**Dataset content**
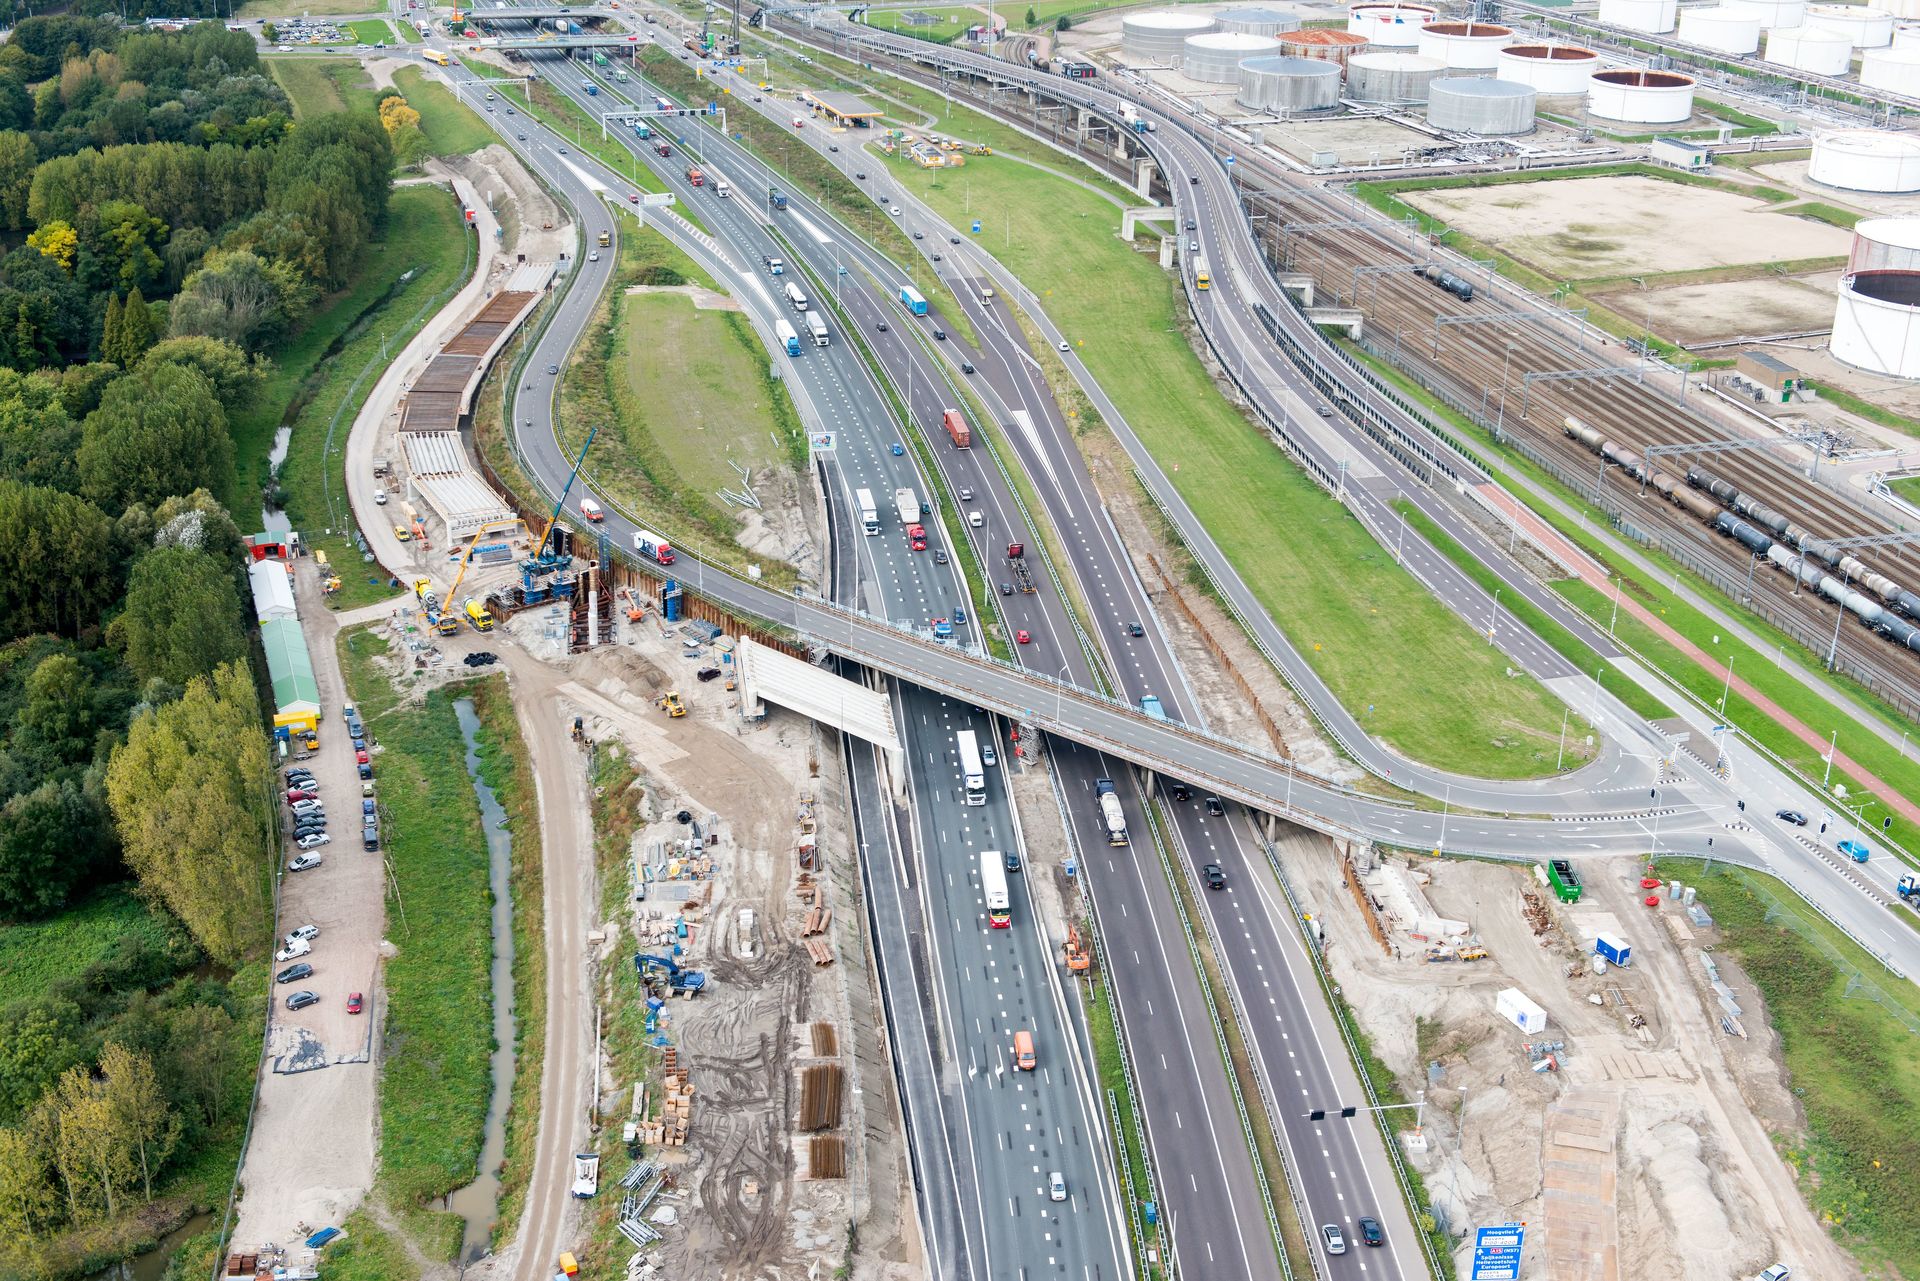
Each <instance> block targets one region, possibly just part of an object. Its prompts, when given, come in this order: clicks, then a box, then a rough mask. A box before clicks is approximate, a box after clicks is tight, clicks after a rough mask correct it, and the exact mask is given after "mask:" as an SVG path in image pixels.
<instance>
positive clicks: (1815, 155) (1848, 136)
mask: <svg viewBox="0 0 1920 1281" xmlns="http://www.w3.org/2000/svg"><path fill="white" fill-rule="evenodd" d="M1807 177H1809V179H1812V181H1814V182H1822V184H1826V186H1837V188H1841V190H1849V192H1884V194H1889V196H1897V194H1905V192H1920V138H1916V136H1914V134H1905V133H1891V131H1880V129H1836V131H1834V133H1826V134H1816V136H1814V140H1812V159H1809V161H1807Z"/></svg>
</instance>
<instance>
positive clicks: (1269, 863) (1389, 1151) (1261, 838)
mask: <svg viewBox="0 0 1920 1281" xmlns="http://www.w3.org/2000/svg"><path fill="white" fill-rule="evenodd" d="M1254 839H1256V841H1260V847H1261V849H1263V851H1265V855H1267V866H1269V868H1273V878H1275V880H1277V882H1279V883H1281V893H1283V895H1286V910H1290V912H1292V916H1294V928H1296V930H1300V937H1302V941H1304V945H1306V953H1308V958H1309V960H1311V962H1313V976H1315V978H1317V979H1319V985H1321V995H1323V997H1325V1001H1327V1006H1329V1008H1331V1010H1332V1016H1334V1022H1336V1024H1338V1026H1340V1041H1342V1043H1344V1045H1346V1052H1348V1058H1352V1062H1354V1074H1356V1076H1357V1077H1359V1089H1361V1093H1365V1097H1367V1108H1369V1114H1371V1116H1373V1124H1375V1127H1377V1129H1379V1131H1380V1143H1382V1145H1384V1147H1386V1158H1388V1160H1390V1162H1392V1166H1394V1181H1396V1183H1398V1185H1400V1196H1402V1200H1405V1202H1407V1212H1409V1214H1411V1216H1413V1229H1415V1231H1417V1233H1419V1239H1421V1254H1423V1256H1425V1258H1427V1269H1428V1273H1430V1275H1434V1277H1440V1275H1446V1273H1444V1271H1442V1266H1440V1256H1438V1250H1434V1243H1432V1239H1430V1237H1428V1233H1425V1231H1421V1225H1419V1220H1421V1216H1423V1214H1427V1210H1425V1208H1423V1206H1421V1204H1419V1202H1417V1200H1415V1196H1413V1177H1411V1175H1409V1173H1407V1166H1405V1160H1402V1156H1400V1141H1398V1139H1396V1137H1394V1133H1392V1129H1388V1125H1386V1122H1384V1120H1382V1118H1384V1116H1386V1114H1384V1112H1380V1110H1379V1108H1380V1097H1379V1093H1375V1089H1373V1077H1369V1076H1367V1064H1365V1062H1363V1058H1361V1054H1359V1043H1357V1041H1356V1039H1354V1027H1352V1024H1350V1020H1348V1014H1346V1003H1344V1001H1342V999H1340V989H1338V985H1336V983H1334V981H1332V976H1331V974H1327V958H1325V955H1323V953H1321V947H1319V939H1315V937H1313V931H1311V930H1308V928H1306V914H1304V912H1302V910H1300V899H1298V897H1296V895H1294V883H1292V882H1290V880H1288V878H1286V868H1283V866H1281V857H1279V851H1275V849H1273V841H1269V839H1267V837H1265V835H1263V834H1260V832H1258V830H1256V834H1254Z"/></svg>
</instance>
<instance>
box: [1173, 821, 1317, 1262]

**The task**
Set out the material once more, exact in every line, with no images.

**Answer**
Each <instance> block targets one region, possibly just part of an object. Its prompts, when given, come in this order: clicks, then a box, then a rough mask. A box before clicks is approximate, a box after clicks is tight, clicks after a rough mask correct it, and the exact mask is given after "mask:" as an SVG path in image pixels.
<instance>
positive clicks: (1815, 155) (1848, 136)
mask: <svg viewBox="0 0 1920 1281" xmlns="http://www.w3.org/2000/svg"><path fill="white" fill-rule="evenodd" d="M1807 177H1809V179H1812V181H1814V182H1822V184H1826V186H1837V188H1841V190H1849V192H1884V194H1889V196H1897V194H1905V192H1920V138H1916V136H1914V134H1905V133H1891V131H1880V129H1836V131H1834V133H1826V134H1816V136H1814V140H1812V159H1809V161H1807Z"/></svg>
</instance>
<instance>
positive clicks: (1269, 863) (1389, 1151) (1261, 838)
mask: <svg viewBox="0 0 1920 1281" xmlns="http://www.w3.org/2000/svg"><path fill="white" fill-rule="evenodd" d="M1254 839H1256V841H1260V847H1261V849H1263V851H1265V855H1267V866H1269V868H1273V878H1275V880H1277V882H1279V883H1281V893H1283V895H1286V910H1290V912H1292V916H1294V928H1296V930H1300V937H1302V941H1304V945H1306V953H1308V958H1309V960H1311V962H1313V976H1315V978H1317V979H1319V985H1321V995H1323V997H1325V1001H1327V1006H1329V1008H1331V1010H1332V1016H1334V1022H1336V1024H1338V1026H1340V1041H1342V1043H1344V1045H1346V1052H1348V1058H1352V1062H1354V1074H1356V1076H1357V1077H1359V1089H1361V1093H1365V1097H1367V1108H1369V1114H1371V1116H1373V1124H1375V1127H1377V1129H1379V1131H1380V1143H1382V1145H1384V1147H1386V1158H1388V1160H1390V1162H1392V1166H1394V1181H1396V1183H1398V1185H1400V1196H1402V1200H1405V1202H1407V1212H1409V1214H1411V1216H1413V1229H1415V1231H1417V1233H1419V1239H1421V1254H1423V1256H1425V1258H1427V1269H1428V1273H1430V1275H1434V1277H1440V1275H1446V1273H1444V1271H1442V1266H1440V1256H1438V1250H1434V1243H1432V1239H1430V1237H1428V1233H1425V1231H1421V1225H1419V1220H1421V1216H1423V1214H1427V1210H1425V1208H1423V1206H1421V1204H1419V1202H1417V1200H1415V1196H1413V1177H1411V1175H1409V1173H1407V1166H1405V1160H1402V1156H1400V1141H1398V1139H1396V1137H1394V1133H1392V1129H1388V1125H1386V1122H1384V1120H1382V1118H1384V1116H1386V1114H1384V1112H1380V1110H1379V1108H1380V1097H1379V1093H1375V1089H1373V1077H1369V1076H1367V1064H1365V1062H1363V1058H1361V1054H1359V1043H1357V1041H1356V1039H1354V1027H1352V1024H1350V1020H1348V1014H1346V1003H1344V1001H1342V999H1340V989H1338V985H1336V983H1334V981H1332V976H1331V974H1327V958H1325V955H1323V953H1321V947H1319V939H1315V937H1313V931H1311V930H1308V928H1306V914H1304V912H1302V910H1300V899H1298V897H1296V895H1294V883H1292V882H1290V880H1288V878H1286V868H1283V866H1281V857H1279V851H1275V849H1273V841H1269V839H1267V837H1265V835H1263V834H1260V832H1258V830H1256V834H1254Z"/></svg>
</instance>
<instance>
box: [1173, 821, 1317, 1262]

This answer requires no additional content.